* **Exercise directions**
Extend the abstract on chromium-related degradation of thin-film electrolyte solid oxide fuel cell stacks, starting right after its last sentence.

Chromium-Related Degradation of Thin-Film Electrolyte Solid Oxide Fuel Cell Stacks

Solid oxide fuel cell short stacks for dezentralized stationary power delivery have been operated with special thin-film electrolyte anode-supported cells. After operation times of up to 3,000h the cells were post-test characterized. The cells have besides very thin electrolyte films (≤ 3µm) either LSCF or LSC cathodes (LSCF: La-Sr-Co-Fe oxide, LSC: La-Sr-Co oxide). Typical operation parameters were temperatures between 600 and 750°C, a current density of 500mA/cm², hydrogen with 20% water vapor and a fuel utilization of approx. 40%. Typical chromium evaporation protection layers like wet powder sprayed manganese oxide and cathode contact layers (a perovskite based on La-Mn-Co-Cu oxide) were used.

* **Excerpted records**
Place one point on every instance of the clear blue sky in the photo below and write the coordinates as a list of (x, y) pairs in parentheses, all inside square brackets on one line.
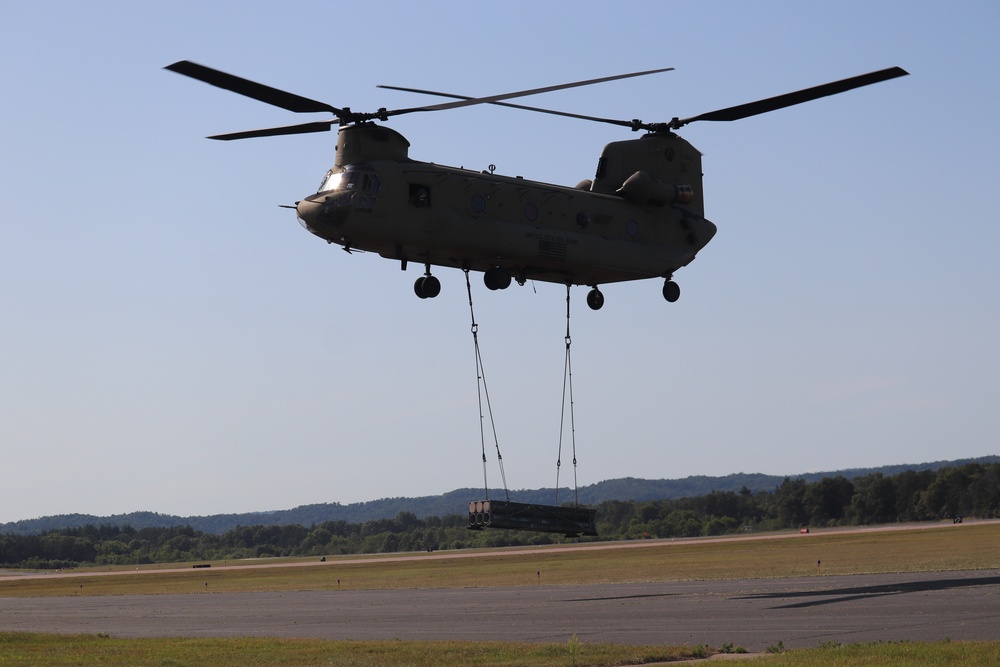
---
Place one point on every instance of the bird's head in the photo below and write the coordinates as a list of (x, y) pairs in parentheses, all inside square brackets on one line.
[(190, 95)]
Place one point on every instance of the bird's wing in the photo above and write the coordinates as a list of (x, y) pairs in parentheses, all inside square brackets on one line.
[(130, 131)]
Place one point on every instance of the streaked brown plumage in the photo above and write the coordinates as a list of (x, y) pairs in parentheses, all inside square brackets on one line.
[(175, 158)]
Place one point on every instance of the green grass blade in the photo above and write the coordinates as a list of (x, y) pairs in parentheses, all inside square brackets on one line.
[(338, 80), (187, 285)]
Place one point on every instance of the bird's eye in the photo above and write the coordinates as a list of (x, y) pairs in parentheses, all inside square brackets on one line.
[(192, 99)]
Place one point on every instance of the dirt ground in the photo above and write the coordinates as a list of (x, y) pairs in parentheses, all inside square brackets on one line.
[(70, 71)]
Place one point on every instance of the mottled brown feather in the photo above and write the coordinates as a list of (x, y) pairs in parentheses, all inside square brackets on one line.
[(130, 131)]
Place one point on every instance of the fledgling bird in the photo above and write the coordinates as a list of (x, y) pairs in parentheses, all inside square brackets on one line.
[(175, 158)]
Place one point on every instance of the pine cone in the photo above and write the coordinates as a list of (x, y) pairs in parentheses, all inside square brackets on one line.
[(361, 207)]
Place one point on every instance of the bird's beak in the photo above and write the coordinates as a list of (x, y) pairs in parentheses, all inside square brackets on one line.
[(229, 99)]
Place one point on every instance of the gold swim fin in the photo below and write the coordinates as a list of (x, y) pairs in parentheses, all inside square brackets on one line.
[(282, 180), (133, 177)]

* **Response to this task**
Microstructural post-test characterization reveals in the case of using a 1µm 8YSZ electrolyte prepared via sol-gel route and on top a sputtered diffusion barrier layer composed of GDC, the existence of SrCrO₄ either on top of the LSCF cathode as expected or, unexpectedly the formation of the spinel phase at the borderline cathode / barrier (electrolyte) layer. In case of using a 3µm thin screen printed 8YSZ electrolyte and an LSC cathode, the chromite phase has not been detected at the cathode / barrier border.

SEM and TEM post-test analysis of the cells show in case of the sol-gel electrolyte and sputtered GDC also the formation of micro-pores within the GDC layer. Theoretical calculations reveal that the chosen current density may lead to either preferred oxygen reduction or preferred chromium reduction depending on the real local current density within the cathode / barrier (electrolyte) interface.